▸ **PASSAGE GIVEN**

Spanish Self-producted Yonqui-Punk Cinema
Ignacio Guarderas was born in Malaga but all his youth he lived in Granada. This Andalusian city formed him and here he got his theatre education. After his graduation, he moved to Madrid to learn more about cinema, and in the capital of Spain, he started his first experiences as director. His inspiration has always been European cinema but it was an Iranian movie, “And Life Continues” by Abbas Kiarostami, that convinced him be involved with cinema seriously. Presently, he lives between Granada and Madrid.
Although he has taken courses in different film schools, such as Séptima Ars (Madrid), La Escuela Internacional de Cine y Televisión de San Antonio de los Baños (Cuba), basically his training as a cabin operator was done in cinemas of Madrid: Cines Ideal, Cines Verdi, Pequeño Cine Estudio. Ignacio was about to start a doctorate at the Universidad de Granada de Antropología Audiovisual in research “Observatory of Cultural Prospect Hum-584″ group. “I would like to explore anthropology not as a study of the other, but as a meeting of looks, a dialogue between cultures, between cinematographies”, he said to JL Interviews in a coffee bar in Lavapies, the famous district of Madrid.

▸ **OBJECTIVES**
a. Retype the passage about Ignacio Guarderas between "Although he has" and "district of Madrid.", inclusive.
b. Summarize the passage about Ignacio Guarderas in two sentences.

▸ **RECORD SET**
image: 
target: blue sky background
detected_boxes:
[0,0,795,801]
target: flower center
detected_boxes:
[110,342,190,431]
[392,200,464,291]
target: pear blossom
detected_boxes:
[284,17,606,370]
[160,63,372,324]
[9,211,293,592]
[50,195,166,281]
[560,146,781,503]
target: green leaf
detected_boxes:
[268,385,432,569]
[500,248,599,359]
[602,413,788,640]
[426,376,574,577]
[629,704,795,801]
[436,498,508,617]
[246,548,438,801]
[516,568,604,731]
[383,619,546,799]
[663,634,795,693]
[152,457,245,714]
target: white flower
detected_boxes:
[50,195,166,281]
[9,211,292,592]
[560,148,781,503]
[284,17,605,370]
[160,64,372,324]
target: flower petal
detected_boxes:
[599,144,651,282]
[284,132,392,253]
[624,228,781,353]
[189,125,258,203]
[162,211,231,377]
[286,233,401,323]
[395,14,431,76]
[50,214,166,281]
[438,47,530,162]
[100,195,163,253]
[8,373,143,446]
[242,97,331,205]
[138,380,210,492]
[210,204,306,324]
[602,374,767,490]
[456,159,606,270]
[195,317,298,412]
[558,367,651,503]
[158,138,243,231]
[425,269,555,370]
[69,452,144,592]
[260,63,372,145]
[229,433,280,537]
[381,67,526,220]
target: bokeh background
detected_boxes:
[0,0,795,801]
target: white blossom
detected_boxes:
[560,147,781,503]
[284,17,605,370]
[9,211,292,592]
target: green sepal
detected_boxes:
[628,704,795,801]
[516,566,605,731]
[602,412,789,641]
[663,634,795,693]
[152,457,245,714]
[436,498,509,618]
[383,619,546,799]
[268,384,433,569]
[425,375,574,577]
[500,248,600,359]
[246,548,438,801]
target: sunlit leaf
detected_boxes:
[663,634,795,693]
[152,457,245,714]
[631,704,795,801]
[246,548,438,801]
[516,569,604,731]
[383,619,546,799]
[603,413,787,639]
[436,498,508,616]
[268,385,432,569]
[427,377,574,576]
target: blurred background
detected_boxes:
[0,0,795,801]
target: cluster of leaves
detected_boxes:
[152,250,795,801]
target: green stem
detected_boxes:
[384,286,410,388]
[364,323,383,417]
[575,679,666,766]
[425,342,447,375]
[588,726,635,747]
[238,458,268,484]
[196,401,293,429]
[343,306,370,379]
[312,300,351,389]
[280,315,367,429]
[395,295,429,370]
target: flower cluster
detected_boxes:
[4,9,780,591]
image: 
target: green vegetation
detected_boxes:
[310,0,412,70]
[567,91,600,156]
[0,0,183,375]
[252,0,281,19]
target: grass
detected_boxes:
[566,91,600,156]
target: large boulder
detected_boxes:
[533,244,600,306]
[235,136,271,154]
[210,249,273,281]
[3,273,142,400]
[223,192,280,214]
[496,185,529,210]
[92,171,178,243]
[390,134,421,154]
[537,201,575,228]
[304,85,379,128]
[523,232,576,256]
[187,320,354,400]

▸ **PER-TASK ANSWERS**
a.
Although he has taken courses in different film schools, such as Séptima Ars (Madrid), La Escuela Internacional de Cine y Televisión de San Antonio de los Baños (Cuba), basically his training as a cabin operator was done in cinemas of Madrid: Cines Ideal, Cines Verdi, Pequeño Cine Estudio. Ignacio was about to start a doctorate at the Universidad de Granada de Antropología Audiovisual in research “Observatory of Cultural Prospect Hum-584″ group. “I would like to explore anthropology not as a study of the other, but as a meeting of looks, a dialogue between cultures, between cinematographies”, he said to JL Interviews in a coffee bar in Lavapies, the famous district of Madrid.

b. Ignacio Guarderas was born in Malaga, spent his youth and got his theater education in Granada, then moved to Madrid to learn about cinema and began directing there, and he now lives between Granada and Madrid. Although he took courses at film schools in Madrid and Cuba, his training as a cabin operator came mainly in Madrid cinemas, and he was about to start a doctorate in audiovisual anthropology at the Universidad de Granada.